I believe my only preferences are over experiences. I care nothing about a world without observers, and I care about our world exactly insofar as the world has an effect on the experiences of certain observers.
How do you know this? (What do you think you know, how do you think you know it?) Your brain might contain this belief. Should you draw a conclusion from this fact that what the belief claims is true? Presumably, if your brain contained a belief that 15+23=36, you'll have a process that would not stop at accepting this claim just because your brain claimed it's so, you'll be able to do better. There is no magical truth-machine in your mind, everything should be suspect, understood and believed stronger only when further reflection permits.
What "certain observers"? You were talking only about your own experiences. How do you take into account experiences of other agents? (Or even yourself at other moments, or given alternative observations, imperfect copies.)
How do I know what I care about? I don't know.
How would I learn that I care about things other than observers? Where could I find such a fact other than in my mind? I think this has basically wandered into a metaethics discussion. It is a fact that I feel nothing about worlds without observers. Perhaps if you gave me an argument to care I would.
By "certain observers" I only meant to refer to "observers whose experiences are affected by the world".
I believe that the execution of a certain computation is a necessary and sufficient condition for my conscious experience. Following Tegmark, by "execution" I don't refer to any notion of physical existence--I suspect that the mathematical possibility of my thoughts implies conscious experience. By observing the world and postulating my own representativeness, I conjecture the following measure on different possible experiences: the probability of any particular experience drops off exponentially with the complexity required to specify the corresponding computation.

§

**REQUIRED WORK:**
a – Decide whether each statement agrees with the exchange about caring only for experiences. Answer yes or no, and quote the deciding words. (i) The first writer says they care nothing about a world without observers. (ii) The reply holds that the mind contains a truth-machine whose beliefs can be accepted as they stand. (iii) The writer uses "execution" to mean physical existence.
b – Carry the exchange about caring only for experiences forward, beginning after its last sentence.

§

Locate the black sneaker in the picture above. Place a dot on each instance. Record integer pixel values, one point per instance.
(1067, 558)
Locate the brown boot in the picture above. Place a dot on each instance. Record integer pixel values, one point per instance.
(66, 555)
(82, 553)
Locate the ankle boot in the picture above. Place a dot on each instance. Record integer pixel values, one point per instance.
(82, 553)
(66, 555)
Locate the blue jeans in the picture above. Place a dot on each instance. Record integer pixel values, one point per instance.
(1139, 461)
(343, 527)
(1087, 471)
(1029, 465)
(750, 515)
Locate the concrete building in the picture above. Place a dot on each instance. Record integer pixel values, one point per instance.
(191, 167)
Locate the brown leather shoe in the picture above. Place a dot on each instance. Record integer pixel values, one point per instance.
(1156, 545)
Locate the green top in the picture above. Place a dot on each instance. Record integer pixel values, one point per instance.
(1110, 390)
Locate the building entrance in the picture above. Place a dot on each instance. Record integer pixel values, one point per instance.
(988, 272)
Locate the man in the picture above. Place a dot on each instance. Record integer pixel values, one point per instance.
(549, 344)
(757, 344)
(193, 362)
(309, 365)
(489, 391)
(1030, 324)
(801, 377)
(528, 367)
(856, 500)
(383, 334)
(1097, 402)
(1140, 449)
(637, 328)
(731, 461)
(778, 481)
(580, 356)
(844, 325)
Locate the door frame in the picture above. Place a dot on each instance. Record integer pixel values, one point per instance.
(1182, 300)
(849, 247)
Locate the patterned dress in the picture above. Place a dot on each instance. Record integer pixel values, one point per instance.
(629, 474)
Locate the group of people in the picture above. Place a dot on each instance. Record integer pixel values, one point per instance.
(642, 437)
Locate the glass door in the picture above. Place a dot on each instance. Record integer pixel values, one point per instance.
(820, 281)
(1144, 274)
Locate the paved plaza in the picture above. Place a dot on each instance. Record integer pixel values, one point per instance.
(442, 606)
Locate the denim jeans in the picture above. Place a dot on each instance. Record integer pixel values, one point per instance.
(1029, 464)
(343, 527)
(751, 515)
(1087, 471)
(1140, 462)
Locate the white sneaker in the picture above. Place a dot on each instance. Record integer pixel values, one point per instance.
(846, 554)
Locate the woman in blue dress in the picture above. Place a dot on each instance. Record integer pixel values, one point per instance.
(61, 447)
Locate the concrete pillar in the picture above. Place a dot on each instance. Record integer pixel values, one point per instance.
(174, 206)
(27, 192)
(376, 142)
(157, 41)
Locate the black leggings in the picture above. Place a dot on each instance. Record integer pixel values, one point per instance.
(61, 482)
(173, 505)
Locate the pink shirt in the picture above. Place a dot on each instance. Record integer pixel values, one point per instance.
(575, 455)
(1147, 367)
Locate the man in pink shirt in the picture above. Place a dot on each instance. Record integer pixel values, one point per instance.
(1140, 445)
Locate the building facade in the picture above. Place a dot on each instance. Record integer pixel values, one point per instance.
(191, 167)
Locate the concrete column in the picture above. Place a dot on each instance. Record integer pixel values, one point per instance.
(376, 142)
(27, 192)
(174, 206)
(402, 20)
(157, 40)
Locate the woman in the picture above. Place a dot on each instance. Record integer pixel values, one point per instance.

§

**ANSWERS GIVEN:**
a –
(i) Yes: "I care nothing about a world without observers"
(ii) No: "There is no magical truth-machine in your mind"
(iii) No: "by "execution" I don't refer to any notion of physical existence"

b –
It is typical to use some complexity prior to select a universe, and then to appeal to some different notion to handle the remaining anthropic reasoning (to ask: how many beings have my experiences within this universe?). What I am suggesting is to instead apply a complexity prior to our experiences directly.
If I believe a brain embodying my thoughts exists in some simple universe, then my thoughts can be described precisely by first describing that universe and then pointing to the network of causal relationships which constitute my thoughts. If I have seen enough of the universe, then this will be the most concise description consistent with my experiences. If there are many "copies" of that brain within the universe, then it becomes that much easier to specify my thoughts. In fact, it is easy to check that you recover essentially intuitive anthropics in this way.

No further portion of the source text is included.